━━ SUPPLIED PASSAGE

Function passed as an argument returns none

Mark Lawrence breamoreboy at yahoo.co.uk
Thu Oct 2 01:48:44 CEST 2014


On 01/10/2014 23:37, Shiva wrote:
> Hi,
> I am learning Python (version 3.4) strings.I have a function that takes in a
> parameter and prints it out as given below.
>
> def donuts(count):
>    if count <= 5:
>      print('Number of donuts: ',count)
>    else:
>      print('Number of donuts: many')
>      return
>
> It works fine if I call
> donuts(5)
>
> It returns:
> we have 5 DN  (as expected)

It doesn't :)  As it takes the first path through the function it will 
*print* 'Number of donuts: 5' and then return None as you haven't 
specified what your function returns.

>
> However if I do :
>
> test(donuts(4), 'Number of donuts: 4')
>
>
> where test is defined as below:
>
> def test(got, expected):
>    print('got: ', got, 'Expected:' ,expected)

━━━━
━━ MATERIAL

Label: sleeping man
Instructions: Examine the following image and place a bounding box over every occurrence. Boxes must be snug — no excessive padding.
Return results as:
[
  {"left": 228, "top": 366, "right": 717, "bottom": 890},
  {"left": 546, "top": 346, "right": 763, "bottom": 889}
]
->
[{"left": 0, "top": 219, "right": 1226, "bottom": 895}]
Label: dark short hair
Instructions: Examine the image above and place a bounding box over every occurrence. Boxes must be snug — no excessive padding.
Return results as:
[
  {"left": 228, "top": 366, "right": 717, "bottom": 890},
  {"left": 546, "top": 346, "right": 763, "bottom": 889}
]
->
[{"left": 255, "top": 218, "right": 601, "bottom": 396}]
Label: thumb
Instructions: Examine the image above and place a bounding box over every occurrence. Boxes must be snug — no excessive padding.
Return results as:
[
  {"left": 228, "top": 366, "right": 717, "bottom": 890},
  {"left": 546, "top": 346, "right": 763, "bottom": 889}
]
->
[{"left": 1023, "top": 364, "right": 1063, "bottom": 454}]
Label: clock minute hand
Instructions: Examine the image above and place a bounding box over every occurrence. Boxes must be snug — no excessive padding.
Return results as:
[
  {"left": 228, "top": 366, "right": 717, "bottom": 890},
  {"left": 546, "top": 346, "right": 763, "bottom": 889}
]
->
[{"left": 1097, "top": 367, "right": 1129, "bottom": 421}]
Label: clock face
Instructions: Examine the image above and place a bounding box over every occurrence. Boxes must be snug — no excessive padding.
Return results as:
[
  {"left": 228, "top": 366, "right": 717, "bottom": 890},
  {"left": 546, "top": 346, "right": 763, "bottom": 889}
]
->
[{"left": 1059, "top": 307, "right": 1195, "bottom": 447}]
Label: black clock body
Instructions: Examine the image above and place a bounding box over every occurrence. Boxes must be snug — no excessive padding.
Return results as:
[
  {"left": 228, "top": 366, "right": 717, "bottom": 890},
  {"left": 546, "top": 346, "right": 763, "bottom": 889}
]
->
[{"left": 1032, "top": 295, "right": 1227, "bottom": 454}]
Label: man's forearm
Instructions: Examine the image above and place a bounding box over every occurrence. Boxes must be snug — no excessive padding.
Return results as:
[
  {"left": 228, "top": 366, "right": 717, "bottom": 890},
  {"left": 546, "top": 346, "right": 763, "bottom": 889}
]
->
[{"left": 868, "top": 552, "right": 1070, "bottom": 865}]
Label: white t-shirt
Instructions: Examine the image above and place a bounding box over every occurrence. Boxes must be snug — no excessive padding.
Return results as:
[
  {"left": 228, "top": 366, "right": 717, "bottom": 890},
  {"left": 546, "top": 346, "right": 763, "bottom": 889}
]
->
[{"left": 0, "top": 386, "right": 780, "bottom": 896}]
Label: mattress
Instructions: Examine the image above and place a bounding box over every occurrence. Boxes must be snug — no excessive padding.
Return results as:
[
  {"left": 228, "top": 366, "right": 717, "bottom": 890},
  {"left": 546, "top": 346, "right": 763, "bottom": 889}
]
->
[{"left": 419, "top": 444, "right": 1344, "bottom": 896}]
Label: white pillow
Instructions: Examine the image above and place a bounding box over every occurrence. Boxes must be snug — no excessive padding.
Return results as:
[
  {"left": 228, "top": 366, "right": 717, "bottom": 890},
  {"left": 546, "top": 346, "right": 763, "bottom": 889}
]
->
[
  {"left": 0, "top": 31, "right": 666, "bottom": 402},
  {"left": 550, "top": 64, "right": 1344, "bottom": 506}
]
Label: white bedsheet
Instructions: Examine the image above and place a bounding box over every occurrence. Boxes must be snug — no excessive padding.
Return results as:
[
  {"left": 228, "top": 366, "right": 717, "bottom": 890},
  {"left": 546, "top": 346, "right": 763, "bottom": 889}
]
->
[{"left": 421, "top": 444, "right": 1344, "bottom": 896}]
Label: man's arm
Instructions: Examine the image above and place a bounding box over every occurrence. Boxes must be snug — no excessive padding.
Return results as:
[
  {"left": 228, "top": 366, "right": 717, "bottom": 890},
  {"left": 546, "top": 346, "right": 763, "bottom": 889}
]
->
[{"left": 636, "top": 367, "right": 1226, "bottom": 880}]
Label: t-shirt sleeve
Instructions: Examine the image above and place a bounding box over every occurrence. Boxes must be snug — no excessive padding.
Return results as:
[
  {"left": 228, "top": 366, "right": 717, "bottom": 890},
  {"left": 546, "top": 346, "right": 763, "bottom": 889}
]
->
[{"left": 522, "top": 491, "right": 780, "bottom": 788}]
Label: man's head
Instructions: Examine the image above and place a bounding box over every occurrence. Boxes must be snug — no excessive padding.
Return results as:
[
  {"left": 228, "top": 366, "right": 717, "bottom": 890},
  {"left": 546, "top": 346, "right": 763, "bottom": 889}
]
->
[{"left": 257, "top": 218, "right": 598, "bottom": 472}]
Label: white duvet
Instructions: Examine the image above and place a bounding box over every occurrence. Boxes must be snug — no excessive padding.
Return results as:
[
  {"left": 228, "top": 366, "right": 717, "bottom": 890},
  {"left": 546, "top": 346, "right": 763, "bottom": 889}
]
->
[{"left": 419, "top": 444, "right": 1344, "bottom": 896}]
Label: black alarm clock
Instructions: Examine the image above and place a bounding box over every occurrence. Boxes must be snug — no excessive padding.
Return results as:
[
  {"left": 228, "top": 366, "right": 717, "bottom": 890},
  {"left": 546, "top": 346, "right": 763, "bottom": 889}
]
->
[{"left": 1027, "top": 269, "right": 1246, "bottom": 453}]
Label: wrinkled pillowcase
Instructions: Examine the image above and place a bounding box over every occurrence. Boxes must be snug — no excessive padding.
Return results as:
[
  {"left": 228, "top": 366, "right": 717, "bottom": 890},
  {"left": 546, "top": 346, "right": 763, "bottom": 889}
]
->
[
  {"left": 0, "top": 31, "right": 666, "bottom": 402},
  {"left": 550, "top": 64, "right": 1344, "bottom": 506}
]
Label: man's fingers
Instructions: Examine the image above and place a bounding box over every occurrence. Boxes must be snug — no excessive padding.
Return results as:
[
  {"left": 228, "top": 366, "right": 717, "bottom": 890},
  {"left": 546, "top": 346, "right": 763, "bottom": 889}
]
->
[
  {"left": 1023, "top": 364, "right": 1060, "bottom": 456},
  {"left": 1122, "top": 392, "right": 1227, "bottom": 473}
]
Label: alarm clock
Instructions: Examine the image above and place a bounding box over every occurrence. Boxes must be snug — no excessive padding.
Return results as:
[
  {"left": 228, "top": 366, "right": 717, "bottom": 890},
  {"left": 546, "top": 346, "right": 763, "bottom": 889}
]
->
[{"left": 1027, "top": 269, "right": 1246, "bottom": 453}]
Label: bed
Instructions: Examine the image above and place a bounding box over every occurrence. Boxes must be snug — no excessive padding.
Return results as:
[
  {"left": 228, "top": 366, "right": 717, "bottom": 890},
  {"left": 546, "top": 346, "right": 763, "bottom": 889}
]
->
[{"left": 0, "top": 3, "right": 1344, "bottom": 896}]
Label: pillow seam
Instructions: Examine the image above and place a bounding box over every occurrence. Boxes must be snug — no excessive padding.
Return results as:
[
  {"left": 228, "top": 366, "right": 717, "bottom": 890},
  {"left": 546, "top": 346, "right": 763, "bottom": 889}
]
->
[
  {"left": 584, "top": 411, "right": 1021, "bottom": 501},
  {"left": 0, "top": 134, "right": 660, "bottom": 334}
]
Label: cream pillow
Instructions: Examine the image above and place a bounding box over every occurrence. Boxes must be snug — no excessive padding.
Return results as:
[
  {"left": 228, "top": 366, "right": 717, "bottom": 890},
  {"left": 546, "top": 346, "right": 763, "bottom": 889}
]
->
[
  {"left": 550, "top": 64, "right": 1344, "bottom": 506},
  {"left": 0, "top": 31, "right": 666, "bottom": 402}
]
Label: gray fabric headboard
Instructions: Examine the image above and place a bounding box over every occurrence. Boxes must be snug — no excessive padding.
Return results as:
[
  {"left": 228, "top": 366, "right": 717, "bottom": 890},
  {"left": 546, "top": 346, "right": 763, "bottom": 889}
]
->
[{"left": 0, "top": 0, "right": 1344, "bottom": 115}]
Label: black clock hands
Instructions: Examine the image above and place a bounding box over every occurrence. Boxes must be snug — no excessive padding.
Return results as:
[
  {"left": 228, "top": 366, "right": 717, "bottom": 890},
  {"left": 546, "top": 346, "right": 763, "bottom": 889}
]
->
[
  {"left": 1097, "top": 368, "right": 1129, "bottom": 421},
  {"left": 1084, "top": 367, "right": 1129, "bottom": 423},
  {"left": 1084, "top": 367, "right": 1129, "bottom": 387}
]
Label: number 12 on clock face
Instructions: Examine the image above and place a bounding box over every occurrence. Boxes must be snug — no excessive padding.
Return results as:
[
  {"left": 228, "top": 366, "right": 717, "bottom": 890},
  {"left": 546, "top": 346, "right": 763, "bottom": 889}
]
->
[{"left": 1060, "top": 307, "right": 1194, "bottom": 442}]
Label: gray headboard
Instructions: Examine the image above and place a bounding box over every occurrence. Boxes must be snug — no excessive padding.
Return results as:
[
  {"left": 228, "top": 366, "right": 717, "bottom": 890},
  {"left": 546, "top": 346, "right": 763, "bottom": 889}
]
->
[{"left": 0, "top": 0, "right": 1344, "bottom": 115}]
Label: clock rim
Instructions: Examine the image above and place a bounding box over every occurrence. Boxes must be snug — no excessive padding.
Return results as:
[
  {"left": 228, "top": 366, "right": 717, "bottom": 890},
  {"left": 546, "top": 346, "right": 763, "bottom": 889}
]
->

━━━━

EXERCISE DIRECTIONS: Set down the mailing-list post word for word, from "Function passed as" up to and including "of donuts: ',count)". This material has no connection to the mailing-list post.

EXERCISE OUTPUT:
Function passed as an argument returns none

Mark Lawrence breamoreboy at yahoo.co.uk
Thu Oct 2 01:48:44 CEST 2014


On 01/10/2014 23:37, Shiva wrote:
> Hi,
> I am learning Python (version 3.4) strings.I have a function that takes in a
> parameter and prints it out as given below.
>
> def donuts(count):
>    if count <= 5:
>      print('Number of donuts: ',count)